» **Texto proporcionado**:
------------------------
El delivery de Kiki (1989)
En un mundo donde las brujas existen, una joven de trece años debe cumplir con la tradición que indica que a esa edad debe abandonar la casa de sus padres y buscar una ciudad donde se requieran sus servicios, para permanecer allí durante un año. Para la protagonista comenzará un camino de aprendizaje que la llevará a convertirse en bruja, en un viaje literal e íntimo. Miyazaki nos permite acompañar el proceso de deslumbramiento y fascinación que atraviesa Kiki, con una naturalidad y fluidez en el retrato de un universo con reglas propias que evidencia una confianza absoluta en las imágenes.
La princesa Mononoke (1997)
Primer gran éxito mundial de Miyazaki, esta película está ambientada en el Japón del período Muromachi, alrededor del Siglo XIV. El relato se centra en la lucha entre los guardianes sobrenaturales de un bosque y los humanos que destrozan sus recursos, observada por un joven de nombre Ashitaka, quien es herido por un jabalí y debe salir en busca del dios Ciervo, el único que puede salvarlo. En ese periplo, intentará detener la guerra a toda costa. Esta es la obra más ecologista del realizador, donde se permite criticar la excesiva industrialización y el machismo.
------------------------
(Datos recopilados)

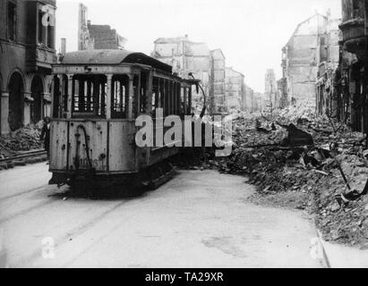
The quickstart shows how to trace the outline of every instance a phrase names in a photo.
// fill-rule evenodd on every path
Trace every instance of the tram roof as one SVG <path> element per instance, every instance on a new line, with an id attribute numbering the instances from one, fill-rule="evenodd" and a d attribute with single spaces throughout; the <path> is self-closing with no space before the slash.
<path id="1" fill-rule="evenodd" d="M 62 64 L 113 64 L 141 63 L 150 65 L 172 73 L 171 65 L 148 56 L 142 53 L 130 52 L 127 50 L 84 50 L 66 53 Z"/>

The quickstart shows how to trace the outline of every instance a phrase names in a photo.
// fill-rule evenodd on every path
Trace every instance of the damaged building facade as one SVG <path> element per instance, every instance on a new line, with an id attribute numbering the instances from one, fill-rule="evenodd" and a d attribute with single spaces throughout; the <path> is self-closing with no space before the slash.
<path id="1" fill-rule="evenodd" d="M 173 66 L 173 72 L 184 79 L 192 73 L 200 80 L 208 95 L 212 112 L 225 108 L 225 56 L 211 51 L 207 44 L 190 41 L 188 36 L 160 38 L 154 42 L 152 57 Z M 194 106 L 202 105 L 201 95 L 193 92 Z"/>
<path id="2" fill-rule="evenodd" d="M 329 114 L 355 131 L 368 133 L 368 1 L 342 0 L 338 68 L 326 76 Z M 319 111 L 322 114 L 323 110 Z"/>
<path id="3" fill-rule="evenodd" d="M 1 134 L 50 115 L 56 4 L 0 1 Z"/>
<path id="4" fill-rule="evenodd" d="M 282 92 L 280 106 L 296 103 L 317 106 L 320 64 L 333 62 L 338 55 L 338 23 L 329 12 L 327 15 L 315 13 L 297 26 L 282 49 L 283 78 L 278 84 L 278 89 Z"/>
<path id="5" fill-rule="evenodd" d="M 264 107 L 272 112 L 279 107 L 278 88 L 274 70 L 267 70 L 264 81 Z"/>
<path id="6" fill-rule="evenodd" d="M 126 38 L 109 25 L 92 25 L 88 20 L 88 8 L 79 5 L 78 50 L 124 49 Z"/>
<path id="7" fill-rule="evenodd" d="M 232 67 L 226 69 L 226 100 L 228 110 L 244 110 L 244 75 Z"/>
<path id="8" fill-rule="evenodd" d="M 251 100 L 245 99 L 244 76 L 226 67 L 226 57 L 221 49 L 211 50 L 207 44 L 190 41 L 185 35 L 157 39 L 151 55 L 172 65 L 173 72 L 182 78 L 188 78 L 191 72 L 201 80 L 209 97 L 207 102 L 210 113 L 250 107 L 246 106 Z M 194 105 L 201 106 L 201 95 L 194 95 L 195 92 Z"/>

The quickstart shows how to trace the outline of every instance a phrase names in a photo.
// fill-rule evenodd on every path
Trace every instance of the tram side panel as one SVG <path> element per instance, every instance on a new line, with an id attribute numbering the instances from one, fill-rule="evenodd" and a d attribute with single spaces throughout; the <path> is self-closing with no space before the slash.
<path id="1" fill-rule="evenodd" d="M 138 172 L 134 121 L 109 122 L 109 172 Z"/>
<path id="2" fill-rule="evenodd" d="M 50 125 L 50 170 L 67 170 L 68 122 L 52 121 Z"/>
<path id="3" fill-rule="evenodd" d="M 107 122 L 70 122 L 68 157 L 70 171 L 77 169 L 83 171 L 92 167 L 96 172 L 107 172 Z M 89 152 L 91 166 L 90 166 L 87 152 Z"/>

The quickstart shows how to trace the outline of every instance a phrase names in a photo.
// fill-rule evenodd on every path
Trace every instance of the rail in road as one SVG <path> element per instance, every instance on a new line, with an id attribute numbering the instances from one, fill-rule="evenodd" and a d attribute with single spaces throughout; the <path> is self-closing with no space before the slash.
<path id="1" fill-rule="evenodd" d="M 0 170 L 10 169 L 18 165 L 39 163 L 46 161 L 47 159 L 47 153 L 44 149 L 24 151 L 14 156 L 1 158 Z"/>

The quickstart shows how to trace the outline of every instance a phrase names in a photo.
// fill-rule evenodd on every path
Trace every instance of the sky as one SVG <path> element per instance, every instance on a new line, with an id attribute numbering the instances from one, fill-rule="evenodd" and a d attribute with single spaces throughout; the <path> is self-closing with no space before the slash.
<path id="1" fill-rule="evenodd" d="M 316 12 L 341 18 L 341 0 L 57 0 L 56 46 L 78 48 L 78 4 L 92 24 L 108 24 L 128 39 L 125 48 L 150 55 L 158 38 L 188 35 L 221 48 L 226 64 L 264 91 L 266 70 L 281 78 L 281 49 L 298 23 Z"/>

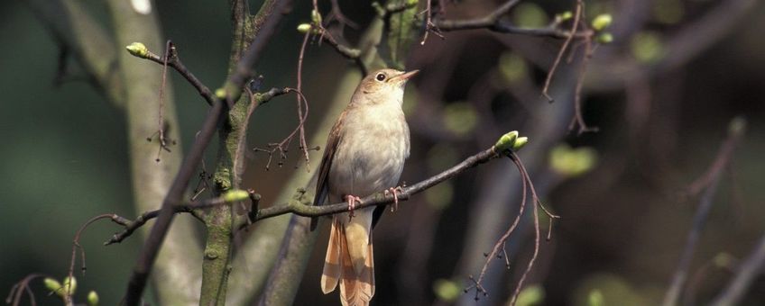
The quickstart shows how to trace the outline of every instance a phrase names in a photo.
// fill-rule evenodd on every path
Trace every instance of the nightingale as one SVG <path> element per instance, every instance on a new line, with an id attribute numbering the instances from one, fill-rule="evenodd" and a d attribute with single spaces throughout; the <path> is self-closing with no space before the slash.
<path id="1" fill-rule="evenodd" d="M 384 206 L 354 210 L 360 197 L 393 188 L 409 158 L 409 126 L 401 110 L 404 86 L 418 70 L 377 70 L 366 76 L 327 140 L 314 205 L 346 201 L 348 212 L 333 217 L 321 290 L 340 284 L 344 306 L 369 305 L 374 295 L 372 229 Z M 311 229 L 316 227 L 316 220 Z"/>

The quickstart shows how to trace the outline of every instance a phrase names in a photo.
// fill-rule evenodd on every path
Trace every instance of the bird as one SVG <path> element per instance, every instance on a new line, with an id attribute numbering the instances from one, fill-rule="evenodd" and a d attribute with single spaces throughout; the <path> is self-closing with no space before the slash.
<path id="1" fill-rule="evenodd" d="M 347 202 L 348 212 L 332 217 L 321 290 L 329 293 L 339 284 L 344 306 L 369 305 L 374 295 L 372 229 L 385 208 L 355 206 L 361 197 L 401 191 L 393 186 L 410 154 L 404 86 L 418 71 L 386 68 L 366 76 L 327 140 L 314 205 Z M 314 219 L 311 230 L 316 224 Z"/>

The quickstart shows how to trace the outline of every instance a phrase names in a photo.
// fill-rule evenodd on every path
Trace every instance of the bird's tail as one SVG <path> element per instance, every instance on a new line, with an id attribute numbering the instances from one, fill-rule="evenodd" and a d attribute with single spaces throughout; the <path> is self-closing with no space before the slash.
<path id="1" fill-rule="evenodd" d="M 336 217 L 332 222 L 329 245 L 327 247 L 327 257 L 324 261 L 324 272 L 321 275 L 321 290 L 327 294 L 335 291 L 339 283 L 340 302 L 343 306 L 366 306 L 374 295 L 374 260 L 372 242 L 368 238 L 368 231 L 367 238 L 363 241 L 355 239 L 354 237 L 358 236 L 355 235 L 356 234 L 355 231 L 358 229 L 355 229 L 354 225 L 357 224 L 351 222 L 344 225 L 337 220 L 343 217 L 343 215 Z M 357 250 L 359 248 L 364 248 L 364 249 L 359 252 Z"/>

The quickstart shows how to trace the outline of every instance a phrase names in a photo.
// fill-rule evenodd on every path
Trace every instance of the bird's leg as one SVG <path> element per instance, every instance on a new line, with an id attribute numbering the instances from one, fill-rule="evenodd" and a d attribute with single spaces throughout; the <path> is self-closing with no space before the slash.
<path id="1" fill-rule="evenodd" d="M 393 206 L 391 206 L 391 212 L 395 212 L 399 210 L 399 193 L 403 193 L 404 189 L 401 186 L 391 187 L 385 190 L 385 196 L 393 194 Z"/>
<path id="2" fill-rule="evenodd" d="M 348 219 L 351 219 L 354 217 L 354 210 L 356 208 L 356 202 L 359 203 L 363 203 L 364 202 L 361 201 L 360 197 L 353 194 L 346 195 L 346 201 L 348 202 Z"/>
------------------------
» **Sus tareas**:
1. Resuma en dos oraciones el texto sobre las películas de Miyazaki.
2. Prosiga el texto sobre las películas de Miyazaki a partir de su última oración.

» **Respuestas de la actividad**:
1. En «El delivery de Kiki» (1989), una joven de trece años, siguiendo la tradición de las brujas, abandona la casa de sus padres para vivir durante un año en una ciudad donde se requieran sus servicios, en un camino de aprendizaje que la llevará a convertirse en bruja. «La princesa Mononoke» (1997), primer gran éxito mundial de Miyazaki ambientado en el Japón del período Muromachi, muestra la lucha entre los guardianes sobrenaturales de un bosque y los humanos que destrozan sus recursos a través de Ashitaka, un joven herido por un jabalí, y es la obra más ecologista del realizador.

2.
El viaje de Chihiro (2001)
Durante casi dos décadas, esta fue la película más taquillera del cine japonés y cosechó más de 260 millones de dólares en todo el mundo, además de llevarse el Oscar al mejor film animado. Tanto los laureles como su éxito están justificados: Miyazaki consigue fusionar en gran forma la mirada oriental con temas y planteos occidentales, sin perder esencia, originalidad y honestidad. El argumento tiene componentes de Alicia en el País de las Maravillas, pero también una espiritualidad japonesa, con un conflicto para su protagonista que evidencia su paso de la niñez a la adultez. Todo en un contexto donde la maravilla audiovisual es la regla dominante.
El increíble castillo vagabundo (2004)
Basada en la novela homónima de Diana Wynne Jones, esta película estuvo influenciada por la fuerte oposición de Miyazaki a la invasión de Irak por parte de Estados Unidos en el 2003. Ambientada en un reino ficticio en el cual están presentes tanto la magia como la tecnología del siglo XX, no es tanto una crítica al desarrollo industrial, sino a la deshumanización que puede acarrear cuando no hay respeto por el ambiente. Es también, un llamado inequívoco al pacifismo, a la necesidad de entendimiento y comprensión entre las personas, a tomar nota de los riesgos de autodestrucción que conlleva el belicismo permanente.
Se levanta el viento (2013)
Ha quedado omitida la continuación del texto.